▶ GIVEN RECORDS:
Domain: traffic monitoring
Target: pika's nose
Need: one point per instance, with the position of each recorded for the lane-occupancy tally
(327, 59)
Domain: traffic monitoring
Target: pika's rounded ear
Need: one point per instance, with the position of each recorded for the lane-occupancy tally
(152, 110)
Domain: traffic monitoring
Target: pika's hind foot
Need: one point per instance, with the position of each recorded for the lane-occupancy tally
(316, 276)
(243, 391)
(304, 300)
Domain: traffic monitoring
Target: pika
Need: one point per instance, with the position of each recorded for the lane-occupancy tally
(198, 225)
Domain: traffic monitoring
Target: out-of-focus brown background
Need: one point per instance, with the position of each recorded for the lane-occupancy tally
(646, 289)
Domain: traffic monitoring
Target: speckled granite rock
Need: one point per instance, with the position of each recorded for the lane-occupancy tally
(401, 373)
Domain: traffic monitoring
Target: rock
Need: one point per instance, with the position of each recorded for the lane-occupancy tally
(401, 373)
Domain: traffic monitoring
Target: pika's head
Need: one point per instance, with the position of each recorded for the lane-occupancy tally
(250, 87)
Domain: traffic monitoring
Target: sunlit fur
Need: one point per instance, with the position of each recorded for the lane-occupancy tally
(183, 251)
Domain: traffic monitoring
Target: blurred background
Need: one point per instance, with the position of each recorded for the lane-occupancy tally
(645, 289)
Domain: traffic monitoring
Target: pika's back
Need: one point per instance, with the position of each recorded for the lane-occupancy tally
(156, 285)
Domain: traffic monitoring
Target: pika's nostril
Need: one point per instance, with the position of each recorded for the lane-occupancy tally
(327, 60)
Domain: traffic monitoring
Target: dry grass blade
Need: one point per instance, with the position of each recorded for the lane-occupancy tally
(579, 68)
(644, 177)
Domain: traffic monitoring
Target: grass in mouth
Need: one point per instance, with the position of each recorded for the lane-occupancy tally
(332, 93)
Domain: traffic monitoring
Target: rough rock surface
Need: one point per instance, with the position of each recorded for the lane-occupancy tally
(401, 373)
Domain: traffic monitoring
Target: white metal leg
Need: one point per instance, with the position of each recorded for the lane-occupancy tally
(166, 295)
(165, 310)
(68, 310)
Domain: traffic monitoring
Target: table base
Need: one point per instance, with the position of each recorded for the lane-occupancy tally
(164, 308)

▶ AIM OF THE EXERCISE: Please repeat the listing exactly, with nothing left out.

▶ TASK ANSWER:
Domain: traffic monitoring
Target: pika's nose
Need: one point per instance, with the position of each recorded for the lane-occupancy tally
(327, 59)
Domain: traffic monitoring
Target: pika's rounded ear
Need: one point per instance, with the position of each recorded for the lane-occupancy tally
(152, 110)
Domain: traffic monitoring
Target: pika's hind foot
Need: one point per instance, with the position of each recorded for the lane-occupancy tally
(316, 276)
(243, 391)
(304, 300)
Domain: traffic monitoring
Target: pika
Need: one point per instance, with the position of each recorded for the lane-occupancy tally
(198, 225)
Domain: traffic monitoring
Target: out-of-focus brown background
Need: one point per instance, with the position of each recorded for the lane-occupancy tally
(646, 289)
Domain: traffic monitoring
Target: speckled granite rock
Need: one point per instance, with the position of each recorded for the lane-occupancy tally
(401, 373)
Domain: traffic monitoring
Target: rock
Need: one point per instance, with the position of each recorded for the lane-occupancy tally
(401, 373)
Domain: traffic monitoring
Target: pika's head
Need: one point per instance, with the position of each recorded for the lane-occupancy tally
(250, 87)
Domain: traffic monitoring
Target: sunlit fur
Need: one point per instance, with the position of each recorded for the lane-occupancy tally
(183, 251)
Domain: traffic monitoring
Target: blurred background
Need: one point per instance, with the position of each recorded for the lane-occupancy tally
(645, 289)
Domain: traffic monitoring
Target: pika's back
Need: one point per instance, with the position of each recorded for the lane-occupancy tally
(156, 285)
Domain: traffic monitoring
Target: pika's nostril
Need: one point per instance, with the position of each recorded for the lane-occupancy tally
(327, 60)
Domain: traffic monitoring
Target: dry grass blade
Need: one point per instance, with the position of each recorded for the lane-occupancy tally
(579, 68)
(644, 177)
Domain: traffic monitoring
Target: grass in mouth
Need: one point per instance, with the position of each recorded for the lane-occupancy tally
(332, 93)
Domain: traffic monitoring
Target: rough rock surface
Need: one point per instance, with the position of each recorded for the lane-occupancy tally
(401, 373)
Domain: traffic monitoring
Target: white metal leg
Need: one point per instance, with the position of each recorded for the lane-occupancy tally
(166, 295)
(165, 310)
(68, 310)
Domain: traffic monitoring
Target: table base
Need: one point per instance, with the position of each recorded for the lane-occupancy tally
(164, 308)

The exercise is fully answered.